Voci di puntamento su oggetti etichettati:
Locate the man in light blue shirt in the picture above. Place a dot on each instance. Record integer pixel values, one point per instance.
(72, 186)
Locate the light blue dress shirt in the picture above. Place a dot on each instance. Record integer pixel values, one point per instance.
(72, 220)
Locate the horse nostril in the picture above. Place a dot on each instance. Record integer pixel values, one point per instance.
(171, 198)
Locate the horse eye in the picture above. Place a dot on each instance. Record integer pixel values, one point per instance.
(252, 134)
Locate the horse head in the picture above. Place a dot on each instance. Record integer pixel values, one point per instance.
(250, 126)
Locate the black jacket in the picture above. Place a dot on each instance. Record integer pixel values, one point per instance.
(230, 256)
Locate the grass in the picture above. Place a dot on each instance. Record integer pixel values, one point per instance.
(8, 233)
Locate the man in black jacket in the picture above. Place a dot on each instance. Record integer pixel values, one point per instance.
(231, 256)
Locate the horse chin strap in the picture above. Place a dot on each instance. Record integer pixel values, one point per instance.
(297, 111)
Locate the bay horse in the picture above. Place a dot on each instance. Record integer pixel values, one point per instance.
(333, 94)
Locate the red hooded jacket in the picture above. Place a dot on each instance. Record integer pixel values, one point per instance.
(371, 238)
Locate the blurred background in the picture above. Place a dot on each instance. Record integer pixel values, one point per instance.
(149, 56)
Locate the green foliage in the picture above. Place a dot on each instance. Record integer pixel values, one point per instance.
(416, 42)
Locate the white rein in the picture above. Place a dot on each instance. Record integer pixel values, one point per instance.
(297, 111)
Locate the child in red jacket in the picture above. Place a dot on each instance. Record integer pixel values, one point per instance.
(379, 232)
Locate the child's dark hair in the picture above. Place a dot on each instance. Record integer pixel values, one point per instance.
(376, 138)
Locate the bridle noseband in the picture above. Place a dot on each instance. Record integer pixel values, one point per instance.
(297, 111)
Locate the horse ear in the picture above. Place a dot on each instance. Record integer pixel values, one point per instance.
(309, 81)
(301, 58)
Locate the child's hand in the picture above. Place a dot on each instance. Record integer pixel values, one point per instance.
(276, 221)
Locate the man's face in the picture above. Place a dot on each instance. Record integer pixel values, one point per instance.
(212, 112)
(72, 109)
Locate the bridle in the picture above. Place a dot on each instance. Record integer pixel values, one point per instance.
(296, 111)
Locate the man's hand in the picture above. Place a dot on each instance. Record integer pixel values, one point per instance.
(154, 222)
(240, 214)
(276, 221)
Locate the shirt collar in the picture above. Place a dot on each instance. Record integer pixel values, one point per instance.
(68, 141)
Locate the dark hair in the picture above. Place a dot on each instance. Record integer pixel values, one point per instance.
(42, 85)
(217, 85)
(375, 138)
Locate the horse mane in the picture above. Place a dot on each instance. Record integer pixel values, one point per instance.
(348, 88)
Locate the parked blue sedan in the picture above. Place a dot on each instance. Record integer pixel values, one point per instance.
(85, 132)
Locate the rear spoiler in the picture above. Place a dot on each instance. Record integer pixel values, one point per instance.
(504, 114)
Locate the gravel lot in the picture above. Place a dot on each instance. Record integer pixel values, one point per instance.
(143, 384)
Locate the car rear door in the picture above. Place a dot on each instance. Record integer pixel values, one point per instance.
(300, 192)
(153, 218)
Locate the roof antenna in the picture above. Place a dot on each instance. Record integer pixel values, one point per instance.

Esercizio: Cambia «Place a dot» in «Put a marker» in tutti i record e lascia tutto il resto com'è.

Esercizio svolto:
Locate the man in light blue shirt in the picture above. Put a marker on each instance. Record integer pixel values, one point per instance.
(72, 186)
Locate the light blue dress shirt in the picture above. Put a marker on each instance. Record integer pixel values, one point per instance.
(72, 220)
Locate the horse nostril in the picture above. Put a marker on each instance. Record integer pixel values, one point per instance.
(171, 198)
Locate the horse eye in the picture above. Put a marker on each instance. Record integer pixel values, one point per instance.
(252, 134)
Locate the horse head in the picture above. Put a marker on each instance. Record integer pixel values, one point per instance.
(250, 126)
Locate the black jacket in the picture above. Put a marker on each instance. Record integer pixel values, one point per instance.
(230, 256)
Locate the grass in the picture above. Put a marker on each instance. Record integer pixel values, one point per instance.
(8, 233)
Locate the man in black jacket in the picture above. Put a marker on each instance. Record integer pixel values, one point per instance.
(231, 256)
Locate the horse chin strap in the picture above. Put a marker on each instance. Record integer pixel values, one point per instance.
(297, 111)
Locate the bay horse in the picture above. Put a marker on each instance. Record integer pixel values, one point per instance.
(333, 94)
Locate the red hooded jacket in the picture above. Put a marker on each instance. Record integer pixel values, one point per instance.
(371, 238)
Locate the blurred background in the picture above. Put a marker on each instance. Record integer pixel values, one point per instance.
(149, 56)
Locate the green foliage in the picture above. Put a marker on each instance. Record integer pixel values, one point per instance.
(416, 42)
Locate the white rein in the picture above. Put a marker on each instance. Record integer pixel values, one point per instance.
(297, 111)
Locate the child in red jacket in the picture above. Put a marker on each instance. Record integer pixel values, one point per instance.
(379, 232)
Locate the child's dark hair in the picture above. Put a marker on each instance. Record integer pixel values, one point per instance.
(376, 138)
Locate the bridle noseband in the picture above. Put a marker on each instance. Record integer pixel values, one point per instance.
(297, 111)
Locate the horse ear in the picture above. Put a marker on each instance. Record integer pixel values, one point per instance.
(309, 81)
(301, 58)
Locate the child's hand in the picture above. Put a marker on each instance. Record integer pixel values, one point per instance.
(276, 221)
Locate the man's face in the picture above. Put a marker on each instance. Record integer pixel values, one point per instance.
(212, 112)
(72, 109)
Locate the bridle in the picture above. Put a marker on each instance. Record integer pixel values, one point per instance.
(296, 111)
Locate the man's hand in the picture above. Put a marker on each instance. Record integer pixel values, one point per instance.
(154, 222)
(240, 214)
(276, 221)
Locate the shirt collar in the picture above. Put a marker on each instance. Record integer pixel values, one point per instance.
(68, 141)
Locate the dark hair in the picture above. Put a marker on each instance. Record integer pixel values, one point per instance.
(42, 85)
(217, 85)
(375, 138)
Locate the horse mane in the picture above. Put a marker on each instance. Record integer pixel values, one point per instance.
(348, 88)
Locate the parked blue sedan in the picture above. Put a marker on each instance. Record integer pixel values, one point per instance.
(85, 132)
Locate the rear spoiler in the picture above. Put a marker on each instance. Record integer pixel values, one point per instance.
(504, 114)
Locate the gravel lot in the picture above. Put a marker on each instance. Record integer pixel values, one point per instance.
(143, 384)
Locate the car rear door in the picture above. Put a marker on each instance. Record integer pixel values, one point per instance.
(300, 192)
(153, 218)
Locate the roof antenna in the picture above. Put a marker on each instance. Record integer pixel values, one point per instance.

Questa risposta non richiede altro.